— What the exercise asks —
Quote, with no changes, the lines that run from the top of the material to the line with "positive clicks: (468, 265)", both included.

• • • •

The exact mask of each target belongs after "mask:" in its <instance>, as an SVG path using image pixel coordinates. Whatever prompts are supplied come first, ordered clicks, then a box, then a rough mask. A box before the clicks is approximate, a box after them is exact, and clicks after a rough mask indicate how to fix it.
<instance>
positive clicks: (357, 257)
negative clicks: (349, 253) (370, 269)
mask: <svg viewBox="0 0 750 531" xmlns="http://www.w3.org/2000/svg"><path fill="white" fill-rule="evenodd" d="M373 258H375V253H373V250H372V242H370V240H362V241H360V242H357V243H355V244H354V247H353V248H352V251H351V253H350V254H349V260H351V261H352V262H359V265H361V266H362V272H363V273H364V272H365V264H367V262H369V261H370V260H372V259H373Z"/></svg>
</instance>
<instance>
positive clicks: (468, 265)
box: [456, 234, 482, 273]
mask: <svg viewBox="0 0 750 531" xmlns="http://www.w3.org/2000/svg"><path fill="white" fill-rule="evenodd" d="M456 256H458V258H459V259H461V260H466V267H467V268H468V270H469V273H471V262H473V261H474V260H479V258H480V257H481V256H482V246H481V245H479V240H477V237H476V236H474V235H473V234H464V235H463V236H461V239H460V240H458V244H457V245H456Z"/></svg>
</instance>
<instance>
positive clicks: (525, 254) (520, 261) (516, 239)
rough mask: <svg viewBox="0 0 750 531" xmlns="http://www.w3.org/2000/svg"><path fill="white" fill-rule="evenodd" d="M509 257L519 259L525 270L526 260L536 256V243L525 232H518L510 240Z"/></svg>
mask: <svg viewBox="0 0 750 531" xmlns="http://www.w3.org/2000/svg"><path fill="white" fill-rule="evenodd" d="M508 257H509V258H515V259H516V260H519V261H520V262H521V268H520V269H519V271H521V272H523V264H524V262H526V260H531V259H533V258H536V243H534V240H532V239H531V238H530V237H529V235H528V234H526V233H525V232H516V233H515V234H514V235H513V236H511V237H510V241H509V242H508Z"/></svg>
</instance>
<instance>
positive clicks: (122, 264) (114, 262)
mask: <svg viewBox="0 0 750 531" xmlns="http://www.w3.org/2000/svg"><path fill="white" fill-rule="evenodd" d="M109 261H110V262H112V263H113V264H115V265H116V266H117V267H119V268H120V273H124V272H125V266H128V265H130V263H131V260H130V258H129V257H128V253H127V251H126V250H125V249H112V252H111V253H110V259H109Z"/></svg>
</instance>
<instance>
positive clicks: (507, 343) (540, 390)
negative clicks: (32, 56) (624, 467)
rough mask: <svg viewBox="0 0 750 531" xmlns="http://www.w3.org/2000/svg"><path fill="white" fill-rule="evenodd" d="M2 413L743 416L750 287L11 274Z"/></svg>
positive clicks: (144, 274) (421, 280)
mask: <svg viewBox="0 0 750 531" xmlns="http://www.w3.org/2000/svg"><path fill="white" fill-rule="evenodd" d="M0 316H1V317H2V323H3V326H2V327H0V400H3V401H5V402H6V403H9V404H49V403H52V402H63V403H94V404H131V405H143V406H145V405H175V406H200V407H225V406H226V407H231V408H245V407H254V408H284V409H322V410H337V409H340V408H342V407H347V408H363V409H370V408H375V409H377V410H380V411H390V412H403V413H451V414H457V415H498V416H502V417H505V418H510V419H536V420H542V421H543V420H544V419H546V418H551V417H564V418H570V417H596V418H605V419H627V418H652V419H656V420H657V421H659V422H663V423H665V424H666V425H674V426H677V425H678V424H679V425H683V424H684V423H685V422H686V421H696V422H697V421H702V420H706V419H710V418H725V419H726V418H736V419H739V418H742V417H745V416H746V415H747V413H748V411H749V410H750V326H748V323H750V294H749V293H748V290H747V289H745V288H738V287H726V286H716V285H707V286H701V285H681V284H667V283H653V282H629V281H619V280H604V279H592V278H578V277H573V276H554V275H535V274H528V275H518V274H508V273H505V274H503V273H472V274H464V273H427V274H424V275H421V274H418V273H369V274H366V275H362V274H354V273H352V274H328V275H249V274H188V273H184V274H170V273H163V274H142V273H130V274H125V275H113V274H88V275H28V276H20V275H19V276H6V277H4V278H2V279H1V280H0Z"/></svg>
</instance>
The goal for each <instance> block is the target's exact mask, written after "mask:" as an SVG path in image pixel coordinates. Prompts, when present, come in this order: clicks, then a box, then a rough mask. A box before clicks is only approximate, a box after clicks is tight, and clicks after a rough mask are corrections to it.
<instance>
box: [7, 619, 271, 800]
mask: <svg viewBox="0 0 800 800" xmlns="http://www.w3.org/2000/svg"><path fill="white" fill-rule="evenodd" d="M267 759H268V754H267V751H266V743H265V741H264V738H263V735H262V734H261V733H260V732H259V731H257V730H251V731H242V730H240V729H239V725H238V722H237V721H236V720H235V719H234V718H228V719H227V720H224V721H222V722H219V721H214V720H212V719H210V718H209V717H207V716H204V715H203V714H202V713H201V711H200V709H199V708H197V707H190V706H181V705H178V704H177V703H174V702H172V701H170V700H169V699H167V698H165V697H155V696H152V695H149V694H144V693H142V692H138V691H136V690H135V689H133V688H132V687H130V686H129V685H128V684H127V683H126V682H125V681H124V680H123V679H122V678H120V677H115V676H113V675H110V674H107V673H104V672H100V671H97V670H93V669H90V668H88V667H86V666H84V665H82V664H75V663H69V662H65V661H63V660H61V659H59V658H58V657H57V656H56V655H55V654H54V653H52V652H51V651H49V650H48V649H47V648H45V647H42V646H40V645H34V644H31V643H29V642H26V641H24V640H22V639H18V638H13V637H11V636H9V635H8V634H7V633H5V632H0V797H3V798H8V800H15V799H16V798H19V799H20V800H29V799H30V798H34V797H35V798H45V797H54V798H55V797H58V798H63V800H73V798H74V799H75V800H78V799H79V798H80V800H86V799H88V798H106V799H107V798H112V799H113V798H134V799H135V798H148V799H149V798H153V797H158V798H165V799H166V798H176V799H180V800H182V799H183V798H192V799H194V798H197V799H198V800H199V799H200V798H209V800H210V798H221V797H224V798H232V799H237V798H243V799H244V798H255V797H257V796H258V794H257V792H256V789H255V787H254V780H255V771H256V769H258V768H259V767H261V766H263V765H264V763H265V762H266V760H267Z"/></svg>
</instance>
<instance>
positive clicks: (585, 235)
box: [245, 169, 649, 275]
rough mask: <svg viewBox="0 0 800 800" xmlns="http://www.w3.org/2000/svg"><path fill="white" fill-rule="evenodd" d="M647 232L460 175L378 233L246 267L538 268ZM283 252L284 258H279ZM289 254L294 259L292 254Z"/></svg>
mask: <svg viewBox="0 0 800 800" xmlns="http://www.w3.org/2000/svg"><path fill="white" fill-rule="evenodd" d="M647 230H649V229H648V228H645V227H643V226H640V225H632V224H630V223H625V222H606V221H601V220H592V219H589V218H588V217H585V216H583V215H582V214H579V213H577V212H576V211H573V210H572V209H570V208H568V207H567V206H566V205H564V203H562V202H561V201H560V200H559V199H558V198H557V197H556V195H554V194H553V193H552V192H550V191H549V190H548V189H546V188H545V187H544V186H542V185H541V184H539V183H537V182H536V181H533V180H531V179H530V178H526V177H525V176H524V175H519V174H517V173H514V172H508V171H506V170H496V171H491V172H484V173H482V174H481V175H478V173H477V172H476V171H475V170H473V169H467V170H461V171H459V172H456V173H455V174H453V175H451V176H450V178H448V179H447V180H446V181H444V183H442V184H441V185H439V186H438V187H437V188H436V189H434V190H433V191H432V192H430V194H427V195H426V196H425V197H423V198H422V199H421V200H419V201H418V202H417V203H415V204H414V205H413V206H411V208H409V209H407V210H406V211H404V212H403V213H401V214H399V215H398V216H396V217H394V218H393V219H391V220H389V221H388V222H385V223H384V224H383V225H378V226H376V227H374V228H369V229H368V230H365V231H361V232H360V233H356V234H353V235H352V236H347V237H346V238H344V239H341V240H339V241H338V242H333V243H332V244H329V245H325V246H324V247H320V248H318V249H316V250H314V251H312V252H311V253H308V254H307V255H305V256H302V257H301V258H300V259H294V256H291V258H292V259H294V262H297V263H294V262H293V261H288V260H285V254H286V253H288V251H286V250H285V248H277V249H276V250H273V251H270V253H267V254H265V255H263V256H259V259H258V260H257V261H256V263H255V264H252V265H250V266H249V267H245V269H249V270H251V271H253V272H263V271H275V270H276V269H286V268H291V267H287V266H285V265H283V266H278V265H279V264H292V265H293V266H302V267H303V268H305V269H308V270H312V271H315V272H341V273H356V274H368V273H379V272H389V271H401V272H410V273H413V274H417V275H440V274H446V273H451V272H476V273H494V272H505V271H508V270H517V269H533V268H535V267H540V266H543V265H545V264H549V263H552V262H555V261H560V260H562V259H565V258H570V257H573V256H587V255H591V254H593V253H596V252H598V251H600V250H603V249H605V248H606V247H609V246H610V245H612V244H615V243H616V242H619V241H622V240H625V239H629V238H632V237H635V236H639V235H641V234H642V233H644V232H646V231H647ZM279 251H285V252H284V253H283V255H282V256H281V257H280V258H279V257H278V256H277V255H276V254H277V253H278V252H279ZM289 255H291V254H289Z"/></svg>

• • • •

— Finished task —
The exact mask of each target belongs after "mask:" in its <instance>, as an SVG path using image pixel coordinates. Whatever prompts are supplied come first, ordered clicks, then a box, then a rough mask. A box before the clicks is approximate, a box after them is exact, and clicks after a rough mask indicate how to fix it.
<instance>
positive clicks: (357, 257)
negative clicks: (349, 253) (370, 269)
mask: <svg viewBox="0 0 750 531" xmlns="http://www.w3.org/2000/svg"><path fill="white" fill-rule="evenodd" d="M373 258H375V253H373V250H372V242H370V240H362V241H360V242H357V243H355V244H354V247H353V248H352V251H351V253H350V254H349V260H351V261H352V262H359V265H361V266H362V272H363V273H364V272H365V264H367V262H369V261H370V260H372V259H373Z"/></svg>
</instance>
<instance>
positive clicks: (468, 265)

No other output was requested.